>> Start

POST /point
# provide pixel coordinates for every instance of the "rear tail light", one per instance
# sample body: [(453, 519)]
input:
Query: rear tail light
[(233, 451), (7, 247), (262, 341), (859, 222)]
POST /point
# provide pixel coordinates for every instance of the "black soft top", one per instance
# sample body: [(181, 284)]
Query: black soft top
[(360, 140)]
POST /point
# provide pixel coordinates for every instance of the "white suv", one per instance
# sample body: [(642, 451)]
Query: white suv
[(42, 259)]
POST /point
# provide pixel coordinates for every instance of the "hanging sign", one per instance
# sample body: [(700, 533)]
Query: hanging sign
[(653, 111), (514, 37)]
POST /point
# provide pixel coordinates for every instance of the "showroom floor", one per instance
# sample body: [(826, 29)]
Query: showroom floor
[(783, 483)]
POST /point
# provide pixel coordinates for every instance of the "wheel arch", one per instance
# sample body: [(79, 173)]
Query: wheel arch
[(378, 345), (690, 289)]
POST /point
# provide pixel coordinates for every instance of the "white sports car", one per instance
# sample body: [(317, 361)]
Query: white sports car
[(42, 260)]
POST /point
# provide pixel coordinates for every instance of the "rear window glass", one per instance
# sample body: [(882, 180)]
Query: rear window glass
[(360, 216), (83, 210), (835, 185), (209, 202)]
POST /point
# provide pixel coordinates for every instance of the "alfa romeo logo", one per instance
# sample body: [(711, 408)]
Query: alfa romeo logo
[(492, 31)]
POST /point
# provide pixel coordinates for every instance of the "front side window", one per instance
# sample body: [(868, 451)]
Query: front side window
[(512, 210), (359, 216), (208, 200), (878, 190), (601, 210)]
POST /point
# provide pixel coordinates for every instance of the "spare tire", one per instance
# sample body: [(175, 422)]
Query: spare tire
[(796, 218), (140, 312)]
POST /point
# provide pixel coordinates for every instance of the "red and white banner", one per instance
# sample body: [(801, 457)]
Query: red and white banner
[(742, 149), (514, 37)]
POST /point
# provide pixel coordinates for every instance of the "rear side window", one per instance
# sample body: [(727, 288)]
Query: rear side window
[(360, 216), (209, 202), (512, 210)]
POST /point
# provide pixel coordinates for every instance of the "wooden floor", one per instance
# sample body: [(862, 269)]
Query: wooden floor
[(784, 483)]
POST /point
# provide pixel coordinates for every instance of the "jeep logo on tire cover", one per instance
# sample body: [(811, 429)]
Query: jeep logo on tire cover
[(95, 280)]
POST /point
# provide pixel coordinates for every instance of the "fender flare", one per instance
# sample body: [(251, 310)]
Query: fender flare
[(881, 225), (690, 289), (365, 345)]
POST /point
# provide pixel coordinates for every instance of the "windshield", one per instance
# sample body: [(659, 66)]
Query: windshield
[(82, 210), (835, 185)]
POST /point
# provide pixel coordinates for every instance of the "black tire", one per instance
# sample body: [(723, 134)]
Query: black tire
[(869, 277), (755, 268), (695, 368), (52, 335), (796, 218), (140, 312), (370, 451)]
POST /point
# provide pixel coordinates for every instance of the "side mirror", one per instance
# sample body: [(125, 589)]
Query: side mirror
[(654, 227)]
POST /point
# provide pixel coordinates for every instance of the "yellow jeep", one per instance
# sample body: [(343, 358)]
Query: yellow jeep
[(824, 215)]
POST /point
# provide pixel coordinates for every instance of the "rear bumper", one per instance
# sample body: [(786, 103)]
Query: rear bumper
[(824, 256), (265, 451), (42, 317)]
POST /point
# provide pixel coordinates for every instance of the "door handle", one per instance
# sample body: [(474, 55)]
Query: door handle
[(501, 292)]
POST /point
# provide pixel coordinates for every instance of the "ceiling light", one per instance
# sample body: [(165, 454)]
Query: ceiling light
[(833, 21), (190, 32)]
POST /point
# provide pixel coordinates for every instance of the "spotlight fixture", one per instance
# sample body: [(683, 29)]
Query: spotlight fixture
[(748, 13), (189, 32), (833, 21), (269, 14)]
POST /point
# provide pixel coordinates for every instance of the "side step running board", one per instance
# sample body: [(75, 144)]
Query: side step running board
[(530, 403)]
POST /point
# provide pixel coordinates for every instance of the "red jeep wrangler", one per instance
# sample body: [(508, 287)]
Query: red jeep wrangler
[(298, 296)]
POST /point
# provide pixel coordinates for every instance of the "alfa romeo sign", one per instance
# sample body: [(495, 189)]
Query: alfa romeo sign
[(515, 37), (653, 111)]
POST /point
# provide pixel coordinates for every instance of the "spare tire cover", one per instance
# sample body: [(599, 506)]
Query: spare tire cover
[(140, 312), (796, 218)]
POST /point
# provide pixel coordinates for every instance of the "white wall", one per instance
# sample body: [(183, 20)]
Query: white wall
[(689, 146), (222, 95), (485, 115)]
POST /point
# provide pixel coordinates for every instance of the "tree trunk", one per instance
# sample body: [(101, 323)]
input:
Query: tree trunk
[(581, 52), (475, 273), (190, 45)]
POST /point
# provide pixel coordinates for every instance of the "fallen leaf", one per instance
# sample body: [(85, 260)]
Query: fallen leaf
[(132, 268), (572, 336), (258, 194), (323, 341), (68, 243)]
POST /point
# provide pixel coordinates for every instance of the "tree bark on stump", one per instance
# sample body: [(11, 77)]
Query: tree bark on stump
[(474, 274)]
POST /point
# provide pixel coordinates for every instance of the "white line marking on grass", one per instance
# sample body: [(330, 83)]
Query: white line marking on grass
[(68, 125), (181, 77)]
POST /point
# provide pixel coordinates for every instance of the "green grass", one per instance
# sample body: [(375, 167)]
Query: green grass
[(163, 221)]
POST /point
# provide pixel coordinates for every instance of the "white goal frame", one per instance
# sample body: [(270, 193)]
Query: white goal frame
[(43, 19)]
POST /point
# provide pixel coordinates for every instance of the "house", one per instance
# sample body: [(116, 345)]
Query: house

>> End

◆ Aim of the task
Turn the lines above, from the first one up to and including the line with "[(796, 218), (140, 312)]", into a numbered list, leaving out any blank lines.

◆ Result for this exercise
1. POST /point
2. # provide pixel coordinates for every instance of the "rear tail light", one per instance
3. # sample body: [(453, 519)]
4. input:
5. Query: rear tail light
6. [(233, 451), (7, 247), (262, 341), (859, 222)]
7. POST /point
8. # provide pixel coordinates for every instance of the "black soft top", one per instance
9. # sample body: [(181, 284)]
10. Query: black soft top
11. [(360, 140)]
12. POST /point
13. # provide pixel coordinates for every instance of the "white suv", one per instance
14. # sample body: [(642, 451)]
15. Query: white suv
16. [(42, 259)]
17. POST /point
18. # provide pixel coordinates for every instance of the "hanging sign", one per instance
19. # sample body: [(700, 533)]
20. Query: hanging sign
21. [(653, 111), (514, 37)]
22. POST /point
23. # provide pixel coordinates for every instance of the "showroom floor", one per instance
24. # sample body: [(826, 29)]
25. Query: showroom floor
26. [(783, 483)]
27. POST /point
28. # provide pixel coordinates for every instance of the "wheel arch", one per instance
29. # sample body: [(79, 173)]
30. Query: wheel arch
31. [(378, 345), (690, 289)]
32. POST /point
33. # provide pixel coordinates for every instance of the "white sports car", one per instance
34. # sample body: [(317, 361)]
35. Query: white sports car
36. [(42, 260)]
37. POST /point
38. # provide pixel coordinates for every instance of the "rear window glass", one per instance
39. # sample body: [(882, 180)]
40. Query: rear window glass
41. [(360, 216), (83, 210), (835, 185), (209, 202)]
42. POST /point
43. # provide pixel coordinates for every instance of the "alfa romeo logo", one per instance
44. # sample body: [(711, 408)]
45. Query: alfa romeo logo
46. [(492, 31)]
47. POST /point
48. # provide pixel coordinates for every instance of the "front side window", one per instance
49. # sample body: [(868, 451)]
50. Query: front side window
51. [(512, 210), (359, 216), (208, 200), (878, 190), (601, 210)]
52. POST /point
53. # provide pixel coordinates for every instance of the "spare tire", one per instance
54. # sample body: [(175, 422)]
55. Query: spare tire
56. [(796, 218), (140, 312)]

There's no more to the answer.